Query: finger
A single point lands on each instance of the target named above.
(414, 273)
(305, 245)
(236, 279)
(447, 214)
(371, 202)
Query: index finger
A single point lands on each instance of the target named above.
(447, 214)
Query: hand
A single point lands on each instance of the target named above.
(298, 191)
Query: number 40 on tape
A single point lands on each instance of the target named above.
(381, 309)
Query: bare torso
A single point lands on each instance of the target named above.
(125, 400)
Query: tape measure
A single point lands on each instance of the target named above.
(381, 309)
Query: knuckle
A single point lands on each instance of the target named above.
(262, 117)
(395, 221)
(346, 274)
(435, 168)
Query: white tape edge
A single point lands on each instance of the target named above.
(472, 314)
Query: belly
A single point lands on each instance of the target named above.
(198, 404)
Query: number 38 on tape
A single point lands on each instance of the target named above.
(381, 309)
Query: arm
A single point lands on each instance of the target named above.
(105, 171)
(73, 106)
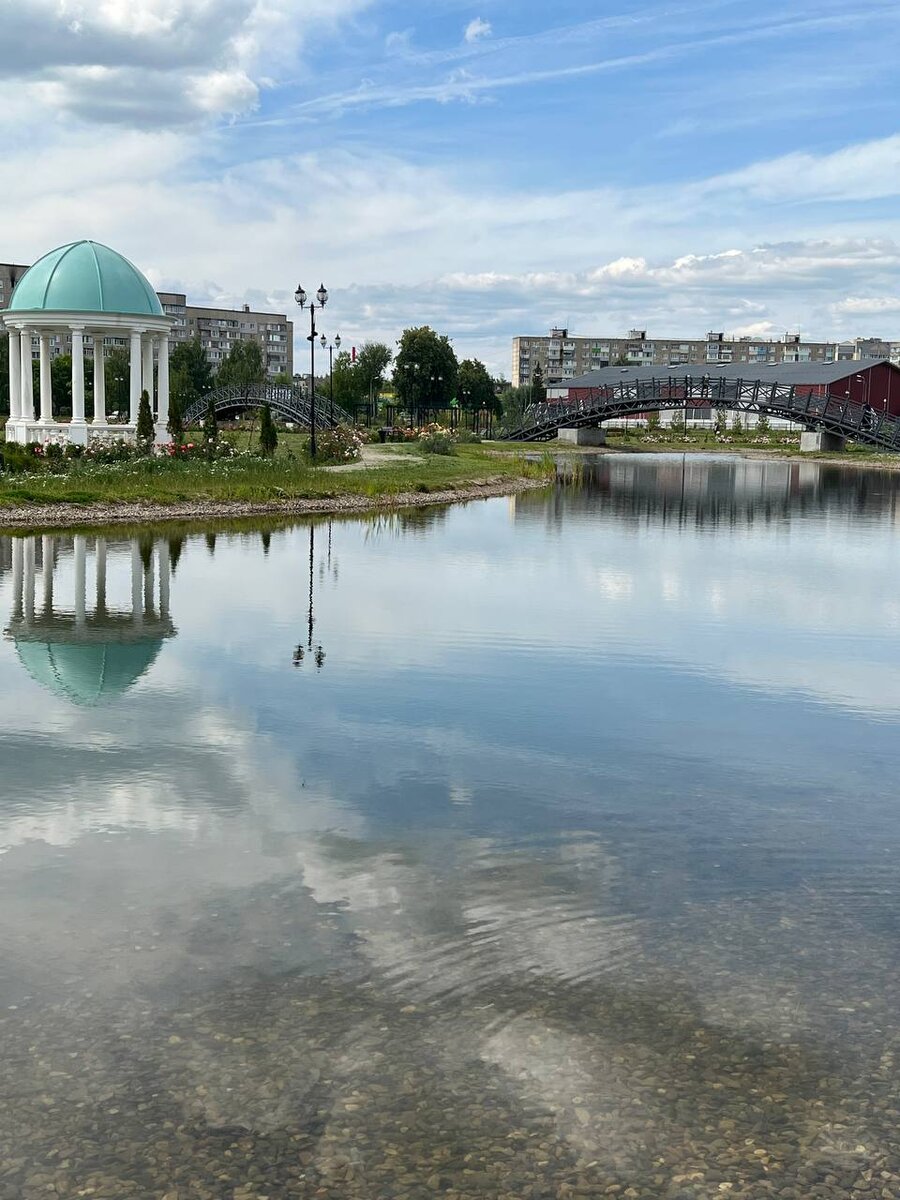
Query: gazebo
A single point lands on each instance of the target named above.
(88, 292)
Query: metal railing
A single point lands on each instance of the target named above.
(831, 413)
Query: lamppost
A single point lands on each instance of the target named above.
(334, 346)
(301, 299)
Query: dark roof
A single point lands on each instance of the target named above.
(797, 373)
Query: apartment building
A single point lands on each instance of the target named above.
(217, 329)
(563, 357)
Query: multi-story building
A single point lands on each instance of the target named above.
(563, 357)
(217, 329)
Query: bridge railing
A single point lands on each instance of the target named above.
(630, 397)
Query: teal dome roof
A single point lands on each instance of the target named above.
(88, 675)
(84, 276)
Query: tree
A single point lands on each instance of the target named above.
(244, 366)
(348, 393)
(474, 387)
(425, 370)
(145, 430)
(210, 427)
(117, 370)
(190, 373)
(268, 433)
(175, 424)
(539, 393)
(514, 402)
(372, 361)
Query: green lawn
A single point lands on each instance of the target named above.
(168, 481)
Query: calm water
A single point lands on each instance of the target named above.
(555, 851)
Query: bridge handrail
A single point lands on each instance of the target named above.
(833, 412)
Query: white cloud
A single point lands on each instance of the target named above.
(478, 29)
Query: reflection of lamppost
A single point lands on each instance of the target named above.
(301, 299)
(318, 654)
(331, 348)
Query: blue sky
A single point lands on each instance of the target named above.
(490, 168)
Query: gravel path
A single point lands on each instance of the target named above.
(54, 516)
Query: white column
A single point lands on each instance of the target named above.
(137, 574)
(46, 385)
(29, 571)
(135, 376)
(165, 577)
(81, 547)
(100, 382)
(15, 375)
(47, 544)
(28, 382)
(101, 555)
(149, 587)
(18, 547)
(77, 377)
(147, 372)
(162, 384)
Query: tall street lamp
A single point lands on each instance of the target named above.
(301, 299)
(331, 348)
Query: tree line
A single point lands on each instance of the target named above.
(425, 373)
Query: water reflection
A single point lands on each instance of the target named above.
(87, 649)
(667, 489)
(550, 883)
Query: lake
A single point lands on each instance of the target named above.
(537, 847)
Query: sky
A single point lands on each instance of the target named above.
(489, 168)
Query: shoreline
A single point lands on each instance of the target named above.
(65, 515)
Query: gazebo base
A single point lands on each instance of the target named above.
(76, 433)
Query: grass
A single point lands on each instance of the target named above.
(168, 481)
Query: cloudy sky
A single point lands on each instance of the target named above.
(490, 168)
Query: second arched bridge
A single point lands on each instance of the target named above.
(814, 408)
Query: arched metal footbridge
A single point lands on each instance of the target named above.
(816, 409)
(286, 401)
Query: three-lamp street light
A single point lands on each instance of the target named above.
(334, 346)
(304, 301)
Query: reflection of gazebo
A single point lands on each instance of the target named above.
(88, 654)
(84, 291)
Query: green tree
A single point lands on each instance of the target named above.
(210, 426)
(348, 388)
(175, 425)
(117, 370)
(244, 366)
(539, 393)
(514, 402)
(268, 433)
(145, 430)
(372, 363)
(474, 387)
(190, 373)
(425, 370)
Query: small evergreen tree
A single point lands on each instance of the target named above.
(145, 430)
(210, 429)
(268, 433)
(175, 426)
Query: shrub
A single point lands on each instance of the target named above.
(436, 439)
(145, 431)
(268, 433)
(339, 445)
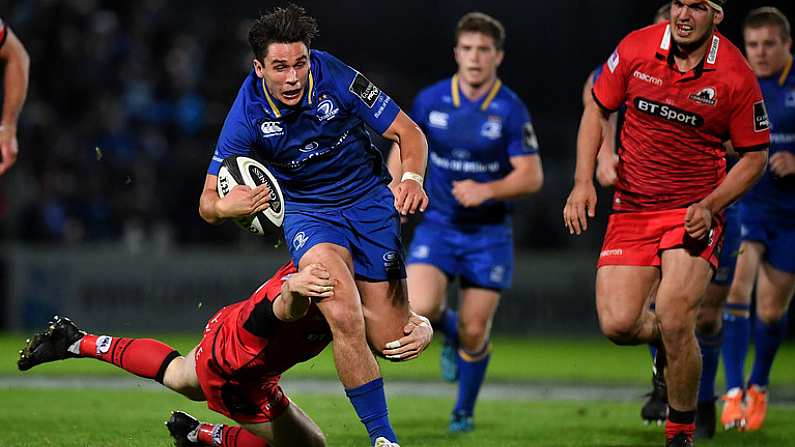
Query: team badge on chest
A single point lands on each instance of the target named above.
(492, 128)
(706, 96)
(326, 110)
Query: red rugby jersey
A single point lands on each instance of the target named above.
(256, 344)
(671, 152)
(3, 32)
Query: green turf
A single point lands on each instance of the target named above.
(531, 359)
(67, 418)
*-*-*
Your objective ::
Return the span of lines in the data above that opens at the line with "Query: dark roof" and closes at the line with "Query: calm water", exactly, ends included, nothing else.

Solution to this exercise ::
Query: dark roof
A single point lands on each instance of the target named above.
(797, 373)
Query: apartment building
A single point lands on each instance of the target named above.
(217, 329)
(563, 357)
Query: multi-story building
A single point lands on each instance of the target named above.
(563, 357)
(217, 329)
Query: bridge railing
A single point lands on each instance of the target named above.
(630, 397)
Query: teal dome roof
A single point lands on each instance of the target named above.
(88, 675)
(84, 276)
Query: tree
A single point lands on each instance of the target named above.
(244, 366)
(348, 393)
(474, 387)
(425, 370)
(145, 430)
(210, 427)
(117, 370)
(190, 373)
(268, 433)
(175, 424)
(539, 393)
(514, 402)
(372, 361)
Query: green lawn
A single point lands on each instance of the target named above.
(168, 481)
Query: calm water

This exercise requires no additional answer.